Mungkin sudah
ada yang pernah mendengar kisah ini, tentang keadilan khalifah Umar Bin
Khattab dengan seorang Yahudi Tua yang mengadukan masalahnya. Kisah ini
diambil dari buku 30 kisah teladan yang ditulis K.H Abdurrahman Arroisi.
Buku ini berusia cukup lama yang dicetak sampai sembilan kali (tahun
1986-1994) tapi kisah-kisahnya masih sanggup menggugah keimanan kita :)
Sosok yang Adil bagi Semua Golongan
Sejak
diangkat menjadi gubernur Mesir oleh Khalifah Umar bin Khattab, Amr bin
Ash menempati sebuah istana megah yang di depannya terhampar sebidang
tanah kosong berawa-rawa, dan diatasnya hanya terdapat gubuk reyot yang
hampir roboh. Selaku gubernur, ia menginginkan agar di atas tanah
tersebut, didirikan sebuah masjid yang indah dan mewah agar seimbang
dengan istananya. Apalagi Amr bin Ash tahu bahwa tanah dan gubuk itu
ternyata milik seorang yahudi. Maka yahudi tua pemilik tanah itu
dipanggil menghadap istana untuk merundingkan rencana Gubernur Amr bin
Ash.
“Hei Yahudi, berapa harga jual tanah milikmu sekalian gubuknya? Aku hendak membangun masjid di atasnya.”
Yahudi itu menggelengkan kepalanya, “Tidak akan saya jual, Tuan.”
“Kubayar tiga kali lipat dari harga biasa?” tanya Gubernur menawarkan keuntungan yang besar.
“Tetap tidak akan saya jual” jawab si Yahudi.
“Akan kubayar lima kali lipat dibanding harga yang umum!” desak Gubernur.
Yahudi itu mempertegas jawabannya, “Tidak.”
Maka
sepeninggal kakek beragama Yahudi itu, Amr bin Ash memutuskan melalui
surat untuk membongkar gubuk reyotnya dan mendirikan masjid besar di
atas tanahnya dengan alasan kepentingan bersama dan memperindah
pemandangan mata. Yahudi pemilik tanah dan gubuk tidak bisa berbuat
apa-apa menghadapi tindakan penguasa. Ia cuma mampu menangis dalam hati.
Namun ia tidak putus asa memperjuangkan haknya. Ia bertekad hendak
mengadukan perbuatan gubernur tersebut kepada atasannya di Madinah,
yaitu Khalifah Umar bin Khattab.
Sungguh ia tak menyangka,
Khalifah yang namanya sangat tersohor itu tidak mempunyai istana yang
mewah. Ia bahkan diterima Khalifah di halaman masjid Nabawi, di bawah
sebatang pohon kurma yang rindang.

Tujuan a
Pilihlah setiap baris dalam catatan di bawah ini yang mengandung kata "bird".

Baris Masukan
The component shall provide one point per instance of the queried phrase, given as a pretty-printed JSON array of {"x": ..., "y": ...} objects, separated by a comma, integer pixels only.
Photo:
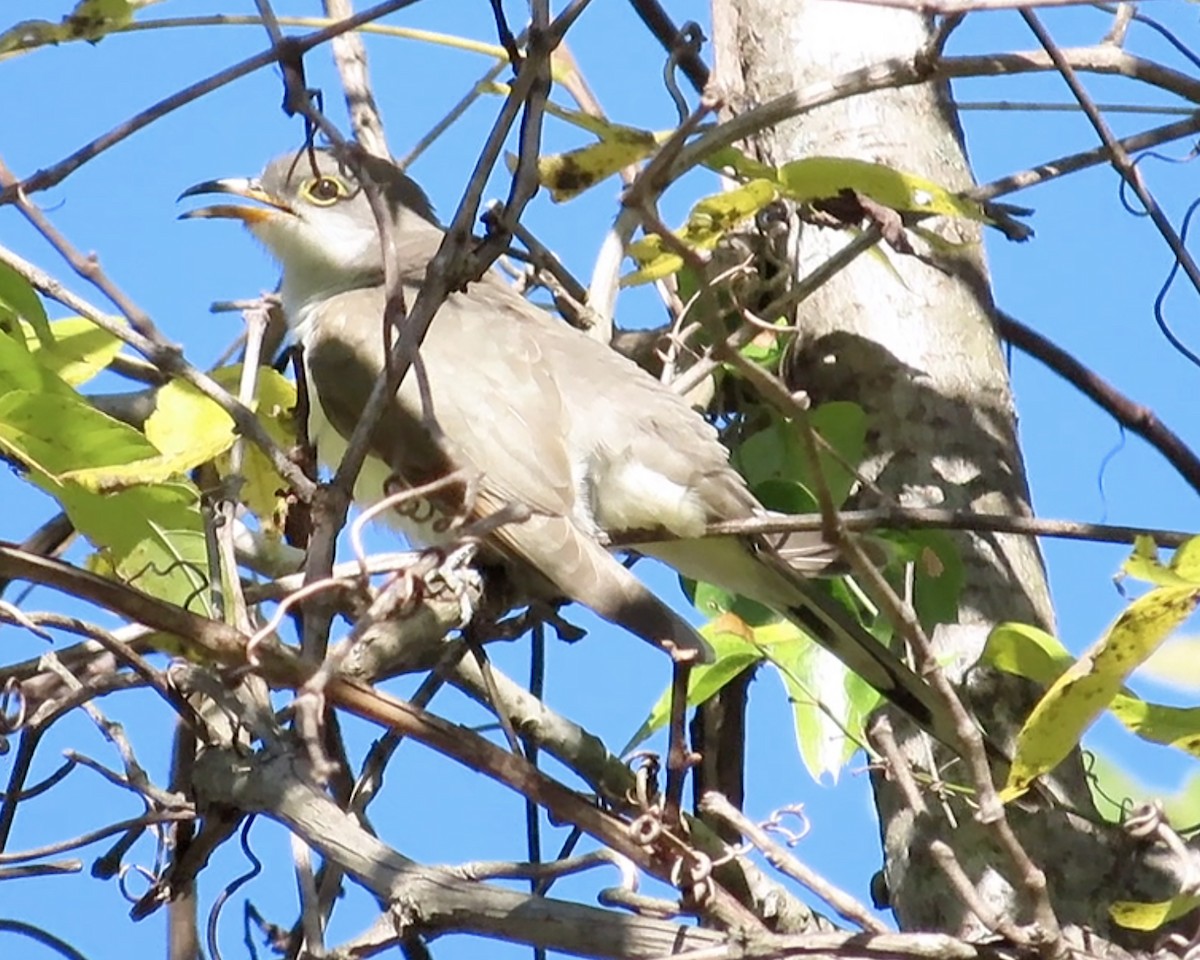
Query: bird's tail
[
  {"x": 833, "y": 627},
  {"x": 754, "y": 569}
]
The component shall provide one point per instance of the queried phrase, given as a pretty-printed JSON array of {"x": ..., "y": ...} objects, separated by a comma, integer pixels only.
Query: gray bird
[{"x": 547, "y": 418}]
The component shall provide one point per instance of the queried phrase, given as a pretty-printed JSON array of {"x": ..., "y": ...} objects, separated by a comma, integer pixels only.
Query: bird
[{"x": 586, "y": 443}]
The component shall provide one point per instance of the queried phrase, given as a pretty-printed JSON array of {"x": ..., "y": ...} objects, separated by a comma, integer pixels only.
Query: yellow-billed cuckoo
[{"x": 544, "y": 415}]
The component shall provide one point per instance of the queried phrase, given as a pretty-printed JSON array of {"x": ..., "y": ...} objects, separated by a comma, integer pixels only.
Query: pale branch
[
  {"x": 1047, "y": 936},
  {"x": 145, "y": 337},
  {"x": 905, "y": 72},
  {"x": 53, "y": 175},
  {"x": 54, "y": 289},
  {"x": 431, "y": 900},
  {"x": 922, "y": 517},
  {"x": 1059, "y": 167},
  {"x": 211, "y": 640},
  {"x": 951, "y": 7},
  {"x": 1132, "y": 415},
  {"x": 847, "y": 907},
  {"x": 351, "y": 57}
]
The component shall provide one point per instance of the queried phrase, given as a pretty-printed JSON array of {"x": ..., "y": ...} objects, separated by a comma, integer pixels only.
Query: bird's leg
[{"x": 679, "y": 757}]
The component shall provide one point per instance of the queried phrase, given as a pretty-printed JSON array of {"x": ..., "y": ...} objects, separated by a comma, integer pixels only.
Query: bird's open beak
[{"x": 235, "y": 186}]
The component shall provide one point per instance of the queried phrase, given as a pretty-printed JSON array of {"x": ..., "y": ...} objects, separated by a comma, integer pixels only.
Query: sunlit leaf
[
  {"x": 735, "y": 651},
  {"x": 1089, "y": 685},
  {"x": 1032, "y": 653},
  {"x": 264, "y": 490},
  {"x": 19, "y": 301},
  {"x": 829, "y": 702},
  {"x": 90, "y": 19},
  {"x": 778, "y": 451},
  {"x": 819, "y": 178},
  {"x": 77, "y": 351},
  {"x": 60, "y": 433},
  {"x": 21, "y": 370},
  {"x": 1171, "y": 726},
  {"x": 1144, "y": 564},
  {"x": 1135, "y": 916},
  {"x": 709, "y": 220},
  {"x": 1027, "y": 652}
]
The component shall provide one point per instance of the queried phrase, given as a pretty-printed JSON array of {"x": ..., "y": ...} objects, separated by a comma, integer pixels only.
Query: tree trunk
[{"x": 919, "y": 353}]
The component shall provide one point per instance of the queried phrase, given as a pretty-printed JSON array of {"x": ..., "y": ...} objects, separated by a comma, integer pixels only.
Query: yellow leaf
[
  {"x": 90, "y": 19},
  {"x": 1173, "y": 726},
  {"x": 1144, "y": 564},
  {"x": 819, "y": 178},
  {"x": 1027, "y": 652},
  {"x": 1090, "y": 684},
  {"x": 1134, "y": 916},
  {"x": 1186, "y": 561},
  {"x": 79, "y": 349},
  {"x": 264, "y": 490},
  {"x": 709, "y": 220},
  {"x": 567, "y": 175}
]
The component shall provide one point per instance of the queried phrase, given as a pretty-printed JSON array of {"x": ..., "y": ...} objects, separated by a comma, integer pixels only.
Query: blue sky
[{"x": 1087, "y": 281}]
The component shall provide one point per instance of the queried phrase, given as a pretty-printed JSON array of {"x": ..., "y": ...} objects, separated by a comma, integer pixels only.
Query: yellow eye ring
[{"x": 324, "y": 191}]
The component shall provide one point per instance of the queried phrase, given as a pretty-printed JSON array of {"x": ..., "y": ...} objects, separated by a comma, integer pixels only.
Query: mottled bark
[{"x": 916, "y": 347}]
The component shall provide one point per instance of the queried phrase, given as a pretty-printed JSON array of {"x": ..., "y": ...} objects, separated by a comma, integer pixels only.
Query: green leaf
[
  {"x": 90, "y": 19},
  {"x": 820, "y": 178},
  {"x": 19, "y": 370},
  {"x": 19, "y": 301},
  {"x": 151, "y": 537},
  {"x": 735, "y": 652},
  {"x": 939, "y": 574},
  {"x": 1186, "y": 561},
  {"x": 1032, "y": 653},
  {"x": 1171, "y": 726},
  {"x": 778, "y": 453},
  {"x": 1026, "y": 652},
  {"x": 829, "y": 703},
  {"x": 709, "y": 220},
  {"x": 264, "y": 491},
  {"x": 1090, "y": 685},
  {"x": 77, "y": 351},
  {"x": 58, "y": 433},
  {"x": 1135, "y": 916},
  {"x": 1143, "y": 564},
  {"x": 767, "y": 348}
]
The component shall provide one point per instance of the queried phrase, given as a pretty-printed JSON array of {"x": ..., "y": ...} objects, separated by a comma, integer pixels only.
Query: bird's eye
[{"x": 324, "y": 191}]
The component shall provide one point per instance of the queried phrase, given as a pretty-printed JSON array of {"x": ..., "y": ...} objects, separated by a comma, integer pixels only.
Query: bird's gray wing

Tujuan b
Salinlah secara persis bagian kisah keadilan Khalifah Umar bin Khattab di atas yang diawali dengan "Mungkin sudah" dan berlanjut hingga "K.H Abdurrahman Arroisi.".

Penyelesaian Tugas a
Query: bird's tail
Query: gray bird
Query: bird
Query: bird's leg
Query: bird's open beak
Query: bird's eye
Query: bird's gray wing

Penyelesaian Tugas b
Mungkin sudah
ada yang pernah mendengar kisah ini, tentang keadilan khalifah Umar Bin
Khattab dengan seorang Yahudi Tua yang mengadukan masalahnya. Kisah ini
diambil dari buku 30 kisah teladan yang ditulis K.H Abdurrahman Arroisi.